### DIRECTIONS
Locate every line in the material below that contains the string "coordinates" and copy each such line.

### SUPPLIED RECORDS
────

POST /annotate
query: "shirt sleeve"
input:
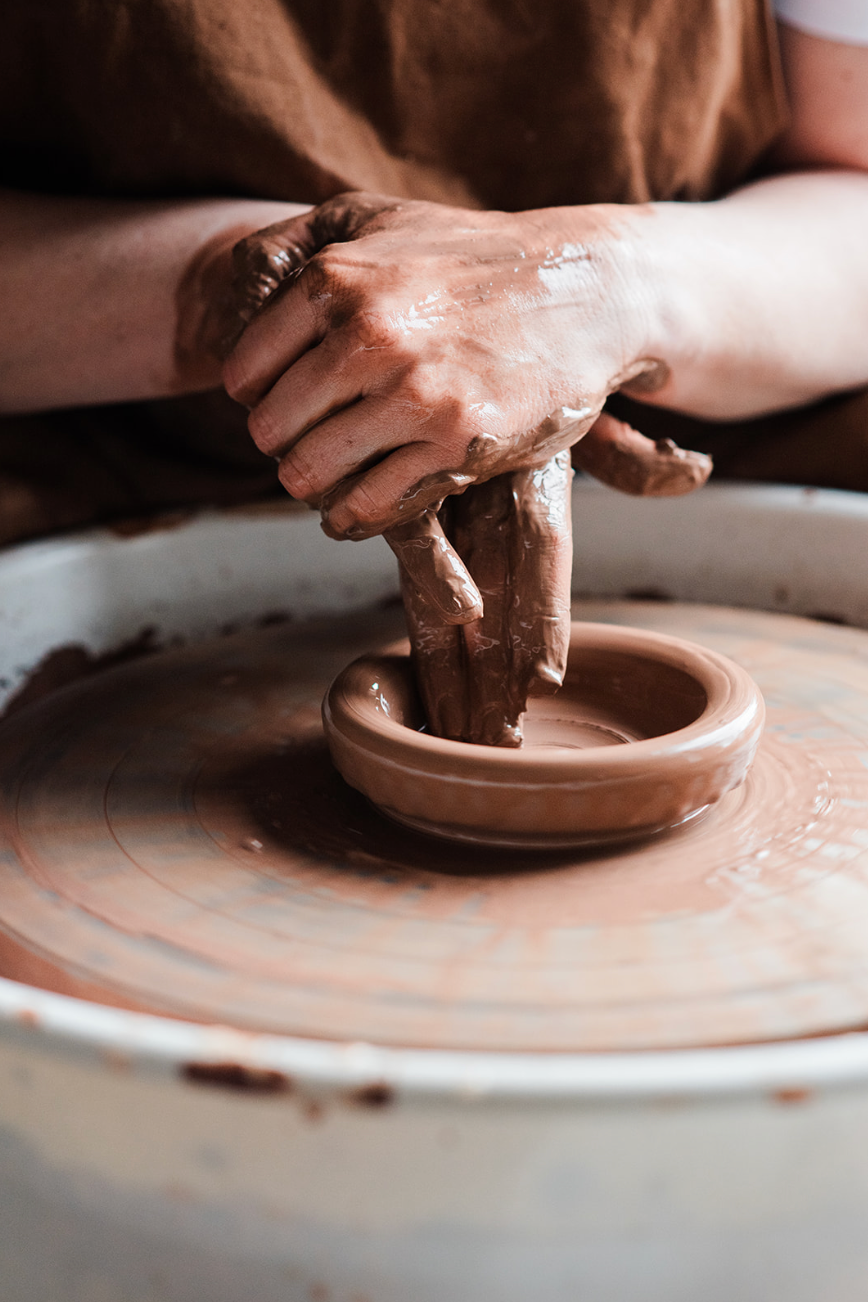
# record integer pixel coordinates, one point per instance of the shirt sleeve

────

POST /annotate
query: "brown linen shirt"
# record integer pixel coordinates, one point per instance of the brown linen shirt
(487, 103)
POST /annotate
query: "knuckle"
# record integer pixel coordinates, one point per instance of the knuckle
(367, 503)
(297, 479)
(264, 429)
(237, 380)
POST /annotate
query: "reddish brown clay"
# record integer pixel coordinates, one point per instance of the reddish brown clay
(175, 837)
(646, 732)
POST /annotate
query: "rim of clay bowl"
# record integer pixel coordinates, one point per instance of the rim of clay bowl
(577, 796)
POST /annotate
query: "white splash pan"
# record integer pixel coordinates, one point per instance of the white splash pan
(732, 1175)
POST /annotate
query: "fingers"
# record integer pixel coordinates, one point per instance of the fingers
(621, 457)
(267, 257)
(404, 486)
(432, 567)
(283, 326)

────

### RESPONSE TO THIS TASK
# record integer pixel coordinates, one point per instance of the shirt sleeve
# record integer pixel coordinates, one point per instance of the brown linen shirt
# record integer pixel coordinates, one point per instance of the knuckle
# record integer pixel coordinates, one point per instance of the reddish brown clay
# record integer pixel coordinates, one point per instance of the rim of clay bowl
# record integer pixel coordinates, one point per instance of the white splash pan
# record integer pixel coordinates, one point per instance of the fingers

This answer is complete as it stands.